◆ Entries provided
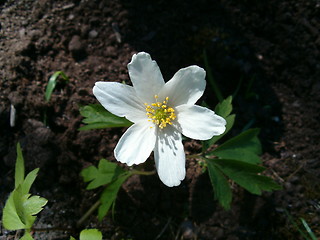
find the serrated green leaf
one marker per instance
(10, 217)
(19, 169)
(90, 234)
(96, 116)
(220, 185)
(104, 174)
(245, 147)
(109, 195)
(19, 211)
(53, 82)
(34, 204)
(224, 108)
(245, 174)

◆ Written request
Write out all the lines above again with "serrated green leaf" swapped for "toothed green leaf" and nothing else changed. Leave the picture out.

◆ Worked solution
find the toothed green leaf
one marker per instance
(10, 217)
(19, 169)
(90, 234)
(96, 116)
(220, 185)
(104, 174)
(245, 147)
(109, 195)
(19, 211)
(53, 82)
(34, 204)
(224, 108)
(245, 174)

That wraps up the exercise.